● SOURCE EXTRACT:
A Brief Biography of Nader Naderpour
An Iranian Poet, Thinker, and Patriot
Who Died in Exile
By Farhad Mafie
February 18, 2001
In the introduction to his tenth and last collection of poems, Earth and Time (Zamin va Zaman), Naderpour wrote:
Poems come from “Heaven” and remain alien on “Earth”; instead of “place” they deal with “nature” and instead of “time” they deal with “history.”
A poet who leaves his country and migrates to an alien land talks about his new home in terms of his original homeland. With his words he pictures the nature of his homeland, and instead of speaking of the “past” or the “future,” he links “history” with “eternity.” . . .
For an exiled poet the images of his homeland will always stay alive, but the homeland’s history, as well as its present, will be (for him) “eternity.”
A nominee for the Nobel Prize in Literature and a 1993 recipient of the Human Rights Watch Organization’s Hellman-Hammett Grant (awarded to writers in exile whose works are banned in their own homelands), Nader Naderpour was born on June 6, 1929, in Tehran, Iran. The oldest of two brothers and three sisters, Naderpour had artistically inclined and culturally rich parents. His father, who died when Nader was only fourteen, was a skillful painter and a literary man. He taught young Nader Persian literature, especially classic poetry. By the age of thirteen Naderpour had read the great classical Persian poems, and journals of the time published his classical-style poetry. His mother was an accomplished player of the tar (an Iranian string instrument), and she helped Nader develop an appreciation for music.
Nader's primary education in Tehran included art appreciation, music, and French, and he entered Iranshahr High School in 1942. A year later, in the aftermath of the Allied occupation of Iran, Naderpour, like many other high school students of the time, became involved in politics. He participated in a small nationalist party group. Later, he joined the Tudeh Youth Organization, part of the Tudeh Party of Iran, which became Iran’s major Communist party. By the time Naderpour was graduated from high school in 1948, he had already left the Tudeh Party.
The young Naderpour was despondent over the 1946 Azerbaijan crisis. Like many other nationalist intellectuals, he was convinced that Soviet Communism did not make provisions for independent nationalist communist movements in other countries. Subsequently, Naderpour supported efforts to ensure that Iran’s sixteenth parliamentary elections would be open and fair; he was sympathetic to Mohammad Mosadegh and other nationalist victors in those elections.

● THE REQUEST: Repeat the part of the Naderpour biography between "A nominee for" and "appreciation for music.", inclusive, word for word.

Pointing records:
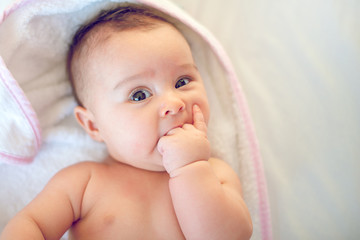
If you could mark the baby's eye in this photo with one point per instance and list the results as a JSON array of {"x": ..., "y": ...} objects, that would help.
[
  {"x": 182, "y": 82},
  {"x": 140, "y": 95}
]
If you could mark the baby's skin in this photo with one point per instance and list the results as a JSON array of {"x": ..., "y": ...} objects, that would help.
[
  {"x": 177, "y": 191},
  {"x": 111, "y": 200}
]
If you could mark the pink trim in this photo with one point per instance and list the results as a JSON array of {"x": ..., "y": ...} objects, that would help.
[{"x": 26, "y": 108}]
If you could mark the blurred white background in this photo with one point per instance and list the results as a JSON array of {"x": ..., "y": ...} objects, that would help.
[{"x": 299, "y": 65}]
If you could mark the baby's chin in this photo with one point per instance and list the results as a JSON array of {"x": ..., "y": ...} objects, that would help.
[{"x": 148, "y": 166}]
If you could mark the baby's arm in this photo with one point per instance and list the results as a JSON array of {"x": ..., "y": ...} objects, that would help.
[
  {"x": 53, "y": 211},
  {"x": 206, "y": 193}
]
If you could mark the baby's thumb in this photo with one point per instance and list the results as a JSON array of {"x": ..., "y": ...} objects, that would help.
[{"x": 198, "y": 119}]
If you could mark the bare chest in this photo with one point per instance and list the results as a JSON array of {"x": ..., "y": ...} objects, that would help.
[{"x": 128, "y": 209}]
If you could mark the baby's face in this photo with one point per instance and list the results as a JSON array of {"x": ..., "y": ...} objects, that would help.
[{"x": 144, "y": 83}]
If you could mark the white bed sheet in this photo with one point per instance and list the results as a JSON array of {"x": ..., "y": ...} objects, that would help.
[{"x": 299, "y": 65}]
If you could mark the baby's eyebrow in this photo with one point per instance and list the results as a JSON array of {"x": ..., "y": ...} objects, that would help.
[
  {"x": 133, "y": 77},
  {"x": 189, "y": 65},
  {"x": 146, "y": 74}
]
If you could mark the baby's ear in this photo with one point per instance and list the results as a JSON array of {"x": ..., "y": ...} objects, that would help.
[{"x": 86, "y": 120}]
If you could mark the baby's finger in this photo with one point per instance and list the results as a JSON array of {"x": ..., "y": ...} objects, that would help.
[{"x": 199, "y": 120}]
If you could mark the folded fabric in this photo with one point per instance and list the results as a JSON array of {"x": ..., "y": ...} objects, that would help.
[{"x": 35, "y": 95}]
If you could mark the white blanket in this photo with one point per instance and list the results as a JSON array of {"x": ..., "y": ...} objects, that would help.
[{"x": 36, "y": 103}]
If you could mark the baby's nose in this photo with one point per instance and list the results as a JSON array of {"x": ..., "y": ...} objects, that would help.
[{"x": 171, "y": 105}]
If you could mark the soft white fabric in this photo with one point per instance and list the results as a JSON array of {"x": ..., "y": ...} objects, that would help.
[
  {"x": 34, "y": 39},
  {"x": 298, "y": 62},
  {"x": 299, "y": 65}
]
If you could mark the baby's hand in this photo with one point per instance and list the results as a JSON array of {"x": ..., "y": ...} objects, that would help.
[{"x": 182, "y": 146}]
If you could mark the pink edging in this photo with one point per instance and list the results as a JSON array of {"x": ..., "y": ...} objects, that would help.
[
  {"x": 19, "y": 96},
  {"x": 265, "y": 219},
  {"x": 27, "y": 110}
]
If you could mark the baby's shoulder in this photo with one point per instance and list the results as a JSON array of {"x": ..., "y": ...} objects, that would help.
[
  {"x": 79, "y": 173},
  {"x": 225, "y": 173}
]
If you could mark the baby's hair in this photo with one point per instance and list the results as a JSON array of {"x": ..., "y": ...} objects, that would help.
[{"x": 121, "y": 18}]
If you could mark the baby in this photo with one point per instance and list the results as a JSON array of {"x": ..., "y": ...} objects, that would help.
[{"x": 139, "y": 92}]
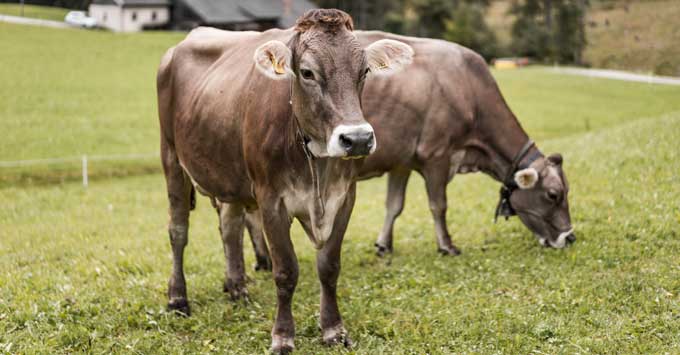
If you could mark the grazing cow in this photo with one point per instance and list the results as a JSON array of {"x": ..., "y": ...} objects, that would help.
[
  {"x": 259, "y": 121},
  {"x": 445, "y": 115}
]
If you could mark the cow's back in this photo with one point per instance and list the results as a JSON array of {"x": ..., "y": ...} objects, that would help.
[
  {"x": 420, "y": 113},
  {"x": 207, "y": 87}
]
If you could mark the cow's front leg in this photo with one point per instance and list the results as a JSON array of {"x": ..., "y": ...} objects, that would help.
[
  {"x": 231, "y": 228},
  {"x": 436, "y": 179},
  {"x": 254, "y": 224},
  {"x": 276, "y": 225},
  {"x": 396, "y": 191},
  {"x": 328, "y": 266}
]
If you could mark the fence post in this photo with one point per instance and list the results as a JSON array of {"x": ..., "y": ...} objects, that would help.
[{"x": 84, "y": 170}]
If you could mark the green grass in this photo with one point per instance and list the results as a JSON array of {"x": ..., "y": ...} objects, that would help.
[
  {"x": 638, "y": 35},
  {"x": 35, "y": 11},
  {"x": 99, "y": 98},
  {"x": 85, "y": 270}
]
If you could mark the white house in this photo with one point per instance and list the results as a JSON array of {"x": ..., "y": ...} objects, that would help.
[{"x": 130, "y": 15}]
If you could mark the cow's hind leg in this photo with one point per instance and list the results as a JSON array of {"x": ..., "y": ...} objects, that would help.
[
  {"x": 254, "y": 225},
  {"x": 180, "y": 192},
  {"x": 396, "y": 191},
  {"x": 231, "y": 228},
  {"x": 436, "y": 179}
]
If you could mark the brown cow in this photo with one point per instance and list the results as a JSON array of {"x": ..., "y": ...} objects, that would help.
[
  {"x": 445, "y": 115},
  {"x": 229, "y": 130}
]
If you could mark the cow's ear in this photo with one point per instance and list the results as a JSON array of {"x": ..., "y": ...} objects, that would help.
[
  {"x": 526, "y": 178},
  {"x": 555, "y": 159},
  {"x": 387, "y": 56},
  {"x": 273, "y": 60}
]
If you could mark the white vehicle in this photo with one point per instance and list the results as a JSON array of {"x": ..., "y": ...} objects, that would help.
[{"x": 80, "y": 19}]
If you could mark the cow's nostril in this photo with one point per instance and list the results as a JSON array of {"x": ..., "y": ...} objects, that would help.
[
  {"x": 571, "y": 238},
  {"x": 345, "y": 141}
]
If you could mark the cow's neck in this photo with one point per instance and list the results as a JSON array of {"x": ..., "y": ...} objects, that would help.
[
  {"x": 318, "y": 191},
  {"x": 495, "y": 142}
]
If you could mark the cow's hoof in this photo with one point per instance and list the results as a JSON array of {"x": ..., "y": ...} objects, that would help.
[
  {"x": 179, "y": 306},
  {"x": 452, "y": 250},
  {"x": 337, "y": 335},
  {"x": 282, "y": 345},
  {"x": 381, "y": 250},
  {"x": 237, "y": 290},
  {"x": 263, "y": 264}
]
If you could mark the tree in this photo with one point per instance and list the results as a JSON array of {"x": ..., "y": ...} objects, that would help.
[
  {"x": 549, "y": 29},
  {"x": 468, "y": 28}
]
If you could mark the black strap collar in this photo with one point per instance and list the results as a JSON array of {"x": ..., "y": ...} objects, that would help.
[{"x": 504, "y": 208}]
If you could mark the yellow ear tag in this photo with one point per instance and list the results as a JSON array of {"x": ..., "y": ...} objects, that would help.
[{"x": 278, "y": 67}]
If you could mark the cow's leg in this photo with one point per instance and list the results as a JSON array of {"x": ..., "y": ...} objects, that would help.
[
  {"x": 231, "y": 229},
  {"x": 436, "y": 179},
  {"x": 328, "y": 267},
  {"x": 396, "y": 191},
  {"x": 254, "y": 225},
  {"x": 180, "y": 195},
  {"x": 276, "y": 225}
]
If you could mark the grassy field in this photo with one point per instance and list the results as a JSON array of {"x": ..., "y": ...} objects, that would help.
[
  {"x": 85, "y": 270},
  {"x": 637, "y": 35},
  {"x": 34, "y": 11}
]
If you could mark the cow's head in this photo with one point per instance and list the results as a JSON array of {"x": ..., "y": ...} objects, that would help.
[
  {"x": 541, "y": 201},
  {"x": 328, "y": 67}
]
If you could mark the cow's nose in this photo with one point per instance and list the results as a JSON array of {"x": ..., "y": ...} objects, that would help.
[
  {"x": 357, "y": 143},
  {"x": 571, "y": 238}
]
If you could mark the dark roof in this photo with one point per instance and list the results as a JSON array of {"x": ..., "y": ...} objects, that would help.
[
  {"x": 285, "y": 12},
  {"x": 133, "y": 3}
]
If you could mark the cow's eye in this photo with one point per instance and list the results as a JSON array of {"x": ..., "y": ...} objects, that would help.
[
  {"x": 365, "y": 73},
  {"x": 307, "y": 74}
]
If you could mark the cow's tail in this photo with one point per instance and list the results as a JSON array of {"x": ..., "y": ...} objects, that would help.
[{"x": 192, "y": 199}]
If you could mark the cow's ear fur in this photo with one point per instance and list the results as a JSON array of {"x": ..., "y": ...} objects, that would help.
[
  {"x": 526, "y": 178},
  {"x": 387, "y": 56},
  {"x": 273, "y": 59},
  {"x": 555, "y": 159}
]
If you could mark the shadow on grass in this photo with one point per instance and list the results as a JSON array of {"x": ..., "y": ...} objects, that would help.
[{"x": 25, "y": 177}]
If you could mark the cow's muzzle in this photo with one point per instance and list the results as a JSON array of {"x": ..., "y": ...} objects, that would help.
[
  {"x": 562, "y": 240},
  {"x": 352, "y": 141}
]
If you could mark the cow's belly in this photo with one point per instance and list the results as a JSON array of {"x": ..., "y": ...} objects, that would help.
[{"x": 212, "y": 156}]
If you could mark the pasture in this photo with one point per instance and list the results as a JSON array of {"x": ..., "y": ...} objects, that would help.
[{"x": 85, "y": 270}]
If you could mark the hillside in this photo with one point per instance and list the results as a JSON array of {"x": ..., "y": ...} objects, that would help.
[
  {"x": 641, "y": 36},
  {"x": 35, "y": 11}
]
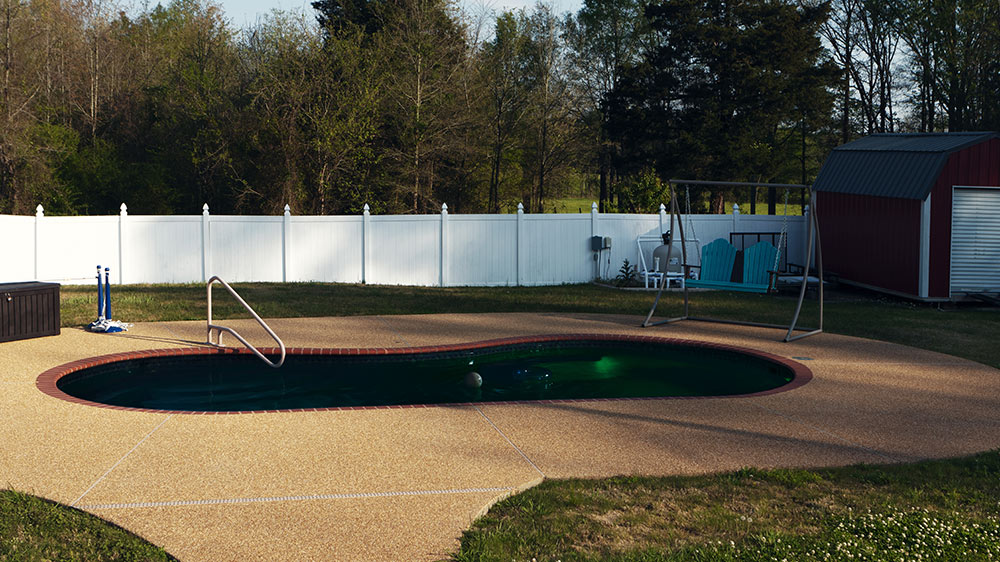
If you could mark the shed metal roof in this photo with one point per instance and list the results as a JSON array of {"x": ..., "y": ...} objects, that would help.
[{"x": 903, "y": 165}]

● RESULT FOR THIS EXERCISE:
A nominee for the Nobel Prize in Literature and a 1993 recipient of the Human Rights Watch Organization’s Hellman-Hammett Grant (awarded to writers in exile whose works are banned in their own homelands), Nader Naderpour was born on June 6, 1929, in Tehran, Iran. The oldest of two brothers and three sisters, Naderpour had artistically inclined and culturally rich parents. His father, who died when Nader was only fourteen, was a skillful painter and a literary man. He taught young Nader Persian literature, especially classic poetry. By the age of thirteen Naderpour had read the great classical Persian poems, and journals of the time published his classical-style poetry. His mother was an accomplished player of the tar (an Iranian string instrument), and she helped Nader develop an appreciation for music.